**EXERCISE DETAILS:** Change every "Put a dot on" in the entries below to "Place a point on" and leave all other text as it is.

**SUPPLIED INFORMATION:**
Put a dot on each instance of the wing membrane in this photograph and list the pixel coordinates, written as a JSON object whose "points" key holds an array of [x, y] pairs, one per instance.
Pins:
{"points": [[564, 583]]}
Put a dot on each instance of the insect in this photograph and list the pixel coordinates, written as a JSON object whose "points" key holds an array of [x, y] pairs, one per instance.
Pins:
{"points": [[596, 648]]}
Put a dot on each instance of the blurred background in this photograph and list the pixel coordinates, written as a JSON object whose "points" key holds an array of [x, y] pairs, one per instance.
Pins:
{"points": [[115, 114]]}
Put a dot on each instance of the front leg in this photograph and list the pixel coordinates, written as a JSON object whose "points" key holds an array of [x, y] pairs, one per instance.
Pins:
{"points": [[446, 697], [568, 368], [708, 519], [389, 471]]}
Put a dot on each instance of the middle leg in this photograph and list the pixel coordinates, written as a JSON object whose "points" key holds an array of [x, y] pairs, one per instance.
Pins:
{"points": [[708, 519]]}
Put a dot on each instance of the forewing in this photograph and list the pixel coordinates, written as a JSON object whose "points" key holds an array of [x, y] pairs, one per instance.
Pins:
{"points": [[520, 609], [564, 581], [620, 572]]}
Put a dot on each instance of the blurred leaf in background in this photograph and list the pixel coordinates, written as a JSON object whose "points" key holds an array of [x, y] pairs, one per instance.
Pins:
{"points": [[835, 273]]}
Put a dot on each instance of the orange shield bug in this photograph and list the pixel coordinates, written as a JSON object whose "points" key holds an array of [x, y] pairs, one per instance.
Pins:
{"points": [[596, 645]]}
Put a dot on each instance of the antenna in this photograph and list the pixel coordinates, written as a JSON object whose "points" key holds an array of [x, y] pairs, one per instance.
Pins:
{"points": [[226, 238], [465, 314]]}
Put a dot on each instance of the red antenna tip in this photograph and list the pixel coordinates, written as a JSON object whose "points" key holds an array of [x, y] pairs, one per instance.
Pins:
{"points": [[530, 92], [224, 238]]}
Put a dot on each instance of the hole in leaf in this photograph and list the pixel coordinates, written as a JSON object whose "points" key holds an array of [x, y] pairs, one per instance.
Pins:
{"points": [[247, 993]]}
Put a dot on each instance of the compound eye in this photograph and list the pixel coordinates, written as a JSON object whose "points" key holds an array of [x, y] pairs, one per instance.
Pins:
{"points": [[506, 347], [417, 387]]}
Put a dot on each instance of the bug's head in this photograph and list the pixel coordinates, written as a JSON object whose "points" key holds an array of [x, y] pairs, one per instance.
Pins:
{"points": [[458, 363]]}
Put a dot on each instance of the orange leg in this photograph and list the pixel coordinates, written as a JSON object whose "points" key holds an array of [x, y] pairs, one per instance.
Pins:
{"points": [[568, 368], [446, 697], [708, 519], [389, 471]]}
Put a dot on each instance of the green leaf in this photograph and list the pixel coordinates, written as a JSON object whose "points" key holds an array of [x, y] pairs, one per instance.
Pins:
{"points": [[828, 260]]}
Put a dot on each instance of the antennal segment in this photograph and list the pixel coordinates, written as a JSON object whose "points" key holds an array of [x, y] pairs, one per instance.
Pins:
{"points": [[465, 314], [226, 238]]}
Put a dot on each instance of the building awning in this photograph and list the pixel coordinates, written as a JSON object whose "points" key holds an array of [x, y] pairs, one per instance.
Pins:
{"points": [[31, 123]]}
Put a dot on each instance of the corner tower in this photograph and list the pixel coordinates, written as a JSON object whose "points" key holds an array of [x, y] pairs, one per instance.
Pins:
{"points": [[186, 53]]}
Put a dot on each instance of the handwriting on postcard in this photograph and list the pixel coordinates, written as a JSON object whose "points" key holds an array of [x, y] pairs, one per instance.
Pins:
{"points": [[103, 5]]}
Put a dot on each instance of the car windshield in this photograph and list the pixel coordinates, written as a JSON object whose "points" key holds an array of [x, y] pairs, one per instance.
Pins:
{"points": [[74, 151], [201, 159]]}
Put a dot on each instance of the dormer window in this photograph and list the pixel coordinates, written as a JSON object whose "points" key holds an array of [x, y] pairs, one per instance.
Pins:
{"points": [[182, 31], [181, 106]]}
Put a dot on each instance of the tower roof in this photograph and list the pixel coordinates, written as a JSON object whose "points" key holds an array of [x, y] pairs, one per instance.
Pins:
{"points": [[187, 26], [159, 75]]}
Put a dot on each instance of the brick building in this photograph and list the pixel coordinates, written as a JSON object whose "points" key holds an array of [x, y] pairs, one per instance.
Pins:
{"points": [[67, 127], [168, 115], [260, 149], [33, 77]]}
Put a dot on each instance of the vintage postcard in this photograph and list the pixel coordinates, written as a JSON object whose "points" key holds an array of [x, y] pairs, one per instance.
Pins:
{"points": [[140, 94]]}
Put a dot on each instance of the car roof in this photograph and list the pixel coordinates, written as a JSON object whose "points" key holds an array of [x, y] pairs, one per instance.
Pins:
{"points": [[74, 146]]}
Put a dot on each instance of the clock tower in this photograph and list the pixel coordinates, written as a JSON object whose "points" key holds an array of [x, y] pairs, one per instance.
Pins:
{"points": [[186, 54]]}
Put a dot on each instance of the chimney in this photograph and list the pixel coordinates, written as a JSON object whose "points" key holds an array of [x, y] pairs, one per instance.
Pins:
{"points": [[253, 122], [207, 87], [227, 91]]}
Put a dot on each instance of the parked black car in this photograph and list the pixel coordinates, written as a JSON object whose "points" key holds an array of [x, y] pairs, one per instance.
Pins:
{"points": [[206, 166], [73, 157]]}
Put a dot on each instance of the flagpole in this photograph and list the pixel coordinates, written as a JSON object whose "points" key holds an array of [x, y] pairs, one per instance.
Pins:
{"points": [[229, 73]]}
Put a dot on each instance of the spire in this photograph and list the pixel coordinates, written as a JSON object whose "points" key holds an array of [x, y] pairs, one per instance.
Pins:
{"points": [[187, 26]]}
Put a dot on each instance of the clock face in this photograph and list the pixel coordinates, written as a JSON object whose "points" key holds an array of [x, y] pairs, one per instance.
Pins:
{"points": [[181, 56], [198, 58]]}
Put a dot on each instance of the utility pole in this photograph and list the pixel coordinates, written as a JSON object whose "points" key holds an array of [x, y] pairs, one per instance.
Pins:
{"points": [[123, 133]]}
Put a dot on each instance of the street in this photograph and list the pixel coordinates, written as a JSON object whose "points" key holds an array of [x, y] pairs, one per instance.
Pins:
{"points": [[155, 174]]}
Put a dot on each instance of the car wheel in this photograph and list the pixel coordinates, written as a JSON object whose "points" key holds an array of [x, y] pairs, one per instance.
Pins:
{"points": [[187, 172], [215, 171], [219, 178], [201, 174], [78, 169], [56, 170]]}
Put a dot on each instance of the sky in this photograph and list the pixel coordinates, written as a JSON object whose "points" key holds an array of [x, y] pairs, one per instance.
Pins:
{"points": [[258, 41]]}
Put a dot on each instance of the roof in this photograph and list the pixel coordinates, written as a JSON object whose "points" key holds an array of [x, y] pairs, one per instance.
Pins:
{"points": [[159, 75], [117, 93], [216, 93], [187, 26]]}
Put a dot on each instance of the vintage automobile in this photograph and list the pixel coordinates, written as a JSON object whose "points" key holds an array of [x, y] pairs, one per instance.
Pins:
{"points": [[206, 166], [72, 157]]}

**THE RESULT:**
Place a point on each instance of the wing membrane in this photograph and list the pixel coordinates, written as a JSON object whose "points" key holds an array of [x, y] pairs, one per instance.
Pins:
{"points": [[564, 583]]}
Place a point on each instance of the insect in this photograph and list the pixel coordinates, written as a JSON object whose "points" key holds an array of [x, y] pairs, one per instance.
Pins:
{"points": [[596, 648]]}
Place a point on each instance of the blurred background in this photograph and list the pixel coordinates, written as a JSON object whose "points" key holds an array of [x, y] pairs, one per instance.
Pins:
{"points": [[115, 114]]}
Place a point on each instance of the front leg in this photograph and list the pixel coordinates, written as a JSON object whose "points" key holds an array of [x, y] pairs, one per instance.
Pins:
{"points": [[446, 697], [568, 368], [708, 519], [389, 471]]}
Place a point on each instance of the middle leg in this photograph and list the pixel coordinates, written as a JSON object whose "points" key holds an array of [x, y] pairs, one per instance.
Pins:
{"points": [[708, 519]]}
Place a point on each instance of the forewing in this photograph and list the pixel coordinates, written as a JSON object whose "points" key holds an array of [x, y] pairs, one per instance.
Pins:
{"points": [[520, 609], [564, 581], [620, 572]]}
Place a point on each instance of the blurred leaf in background in this photograph and list the pixel coordinates, written as a JSON object whose "points" key holds an array of [x, y] pairs, one per instance.
Pins:
{"points": [[835, 273]]}
Place a point on each instance of the orange shield bug in this photograph and list the pixel coordinates, written as a JSON object whose "points" key holds an array of [x, y] pairs, one per instance.
Pins:
{"points": [[596, 645]]}
Place a point on each instance of the antenna in this photograph and list the pixel coordinates, written as a JSON object whose "points" key holds an array of [x, y] pairs, one per instance.
Pins:
{"points": [[226, 238], [465, 314]]}
Place a point on each instance of the red antenna tip in this photograph and list the pixel coordinates, written as a JSON object whose "points" key holds an array of [x, y] pairs, one per instance.
Pins:
{"points": [[530, 92], [224, 238]]}
Place a point on each instance of the hole in leaf in this photograph and list the pixel coordinates, written as a JSON object whose "points" key holds an array of [x, y] pairs, one per instance.
Pins:
{"points": [[247, 993]]}
Place a point on each instance of the compound eye in this photograph and list the pixel coordinates, written as a JSON object whose "points" key holds an array of [x, y] pairs, one per instance.
Pins:
{"points": [[506, 347], [417, 387]]}
Place a point on each instance of the bug's head in this photograph and list the pixel coordinates, written as a JSON object whose "points" key holds an array of [x, y] pairs, one per instance.
Pins:
{"points": [[458, 363]]}
Place a point on each instance of the orange leg in this photograph and list the pixel coordinates, written as a JSON object whose "points" key holds an array of [x, y] pairs, one per instance.
Pins:
{"points": [[568, 368], [446, 697], [708, 519], [389, 471]]}
Place a point on each instance of the green leaf in this photograph and list the pixel coordinates, written as a JSON object whose "points" key holds an array of [x, y] pairs, one per instance.
Pins:
{"points": [[828, 260]]}
Place a point on each instance of the antennal segment in this photograph and list the pixel coordinates, written as a JSON object whose "points" key holds an array of [x, y] pairs, one per instance.
Pins:
{"points": [[465, 314], [226, 238]]}
Place a point on each instance of the building awning in this photograph and list the pixel coordinates, written as a JSON object whose "points" key holds an array of [x, y] pairs, one per instance.
Pins:
{"points": [[31, 123]]}
Place a point on each instance of the corner tower in this photograph and list the pixel coordinates, written as a JSON object whose "points" key holds an array of [x, y] pairs, one per instance.
Pins:
{"points": [[186, 53]]}
Place a point on each instance of the handwriting on postcard in this photograph and list the pixel coordinates, written as a JSON object whose "points" key holds an array of [x, y] pairs, one per instance.
Pins:
{"points": [[103, 5]]}
Place a point on each instance of the car windshield in this photograph and list the pixel coordinates, written as a JSON object whose "points" key holds an array of [x, y] pairs, one per instance.
Pins:
{"points": [[74, 151], [201, 159]]}
Place a point on each instance of the dormer window in this photograph and list the pixel coordinates, written as a JSON object whose "points" key holds an array of [x, y] pairs, one per instance.
Pins:
{"points": [[182, 31], [181, 106]]}
Place a point on each instance of the tower roof in this photograph and list the pixel coordinates, written as a JSON object whose "points" key holds an array of [x, y] pairs, one per instance.
Pins:
{"points": [[187, 26], [159, 75]]}
Place a point on each instance of the brick building in this photograph and list the pixel coordinates, written as a JSON object whose "points" key holds an array of [x, y] pairs, one per instance.
Pins:
{"points": [[67, 127], [168, 115], [260, 149], [33, 77]]}
Place a point on each instance of the vintage postcard in this photograph and list the pixel coordinates, written as a JSON object whose "points" key holds an array of [x, y] pairs, one per instance.
Pins:
{"points": [[140, 94]]}
Place a point on each instance of the car roof in this photograph and list the pixel coordinates, written as a JSON object whose "points" key holds an array of [x, y] pairs, one per instance.
Pins:
{"points": [[74, 146]]}
Place a point on each instance of the clock tower in this photograph and list the pixel coordinates, written as a JSON object whose "points" key holds an array of [x, y] pairs, one per instance.
Pins:
{"points": [[186, 54]]}
Place a point on each instance of the chimney in this photograph and list the pixel coordinates, written as a JSON object whose "points" key holds an array of [x, y] pairs, one per instance.
Pins:
{"points": [[253, 122], [207, 87], [227, 91]]}
Place a point on each instance of the parked black car in this photograph and list the pixel coordinates, written as a JSON object whose "points" key holds an array of [x, y] pairs, one per instance.
Pins:
{"points": [[206, 166], [73, 157]]}
Place a point on each instance of the flagpole in this photograph and list the pixel coordinates, written as a JSON object whose "points" key holds an array of [x, y] pairs, one per instance.
Pins:
{"points": [[229, 73]]}
Place a point on each instance of the spire in this photograph and list the pixel coordinates, written as a JSON object whose "points" key holds an array of [x, y] pairs, one per instance.
Pins:
{"points": [[187, 26]]}
Place a point on each instance of the clock face in this photograph and list the pixel coordinates, written as a JSON object whose "points" key holds an array of [x, y] pairs, one per instance.
Pins:
{"points": [[181, 56], [198, 58]]}
Place a point on each instance of the utility pole in this photograph and list the pixel coordinates, written as a JSON object whose "points" key holds an array of [x, y] pairs, one per instance.
Pins:
{"points": [[123, 133]]}
Place a point on each instance of the street in this photograph and list the pixel coordinates, written as a JSON object whose "points" key holds an array of [x, y] pairs, one per instance.
Pins:
{"points": [[155, 174]]}
Place a point on each instance of the car wheel in this photograph and list the pixel coordinates, written as a JSON object whose "points" key holds an array of [x, y] pairs, one per instance.
Pins:
{"points": [[187, 172], [215, 171], [219, 178], [201, 174], [78, 169], [56, 170]]}
Place a point on each instance of the sky in this photograph and list the pixel coordinates, written as a JSON object whose "points" key holds an array of [x, y] pairs, one per instance.
Pins:
{"points": [[258, 41]]}
Place a point on each instance of the roof in this photograph and list the pixel coordinates, written as a JSON object whose "points" key holds an array of [x, y] pairs, one per instance.
Pins:
{"points": [[159, 75], [117, 93], [216, 93], [187, 26]]}
Place a point on each instance of the vintage automobile in this photograph and list the pixel coordinates, written as a JSON object whose "points" key holds an array of [x, y] pairs, one per instance.
Pins:
{"points": [[206, 166], [72, 157]]}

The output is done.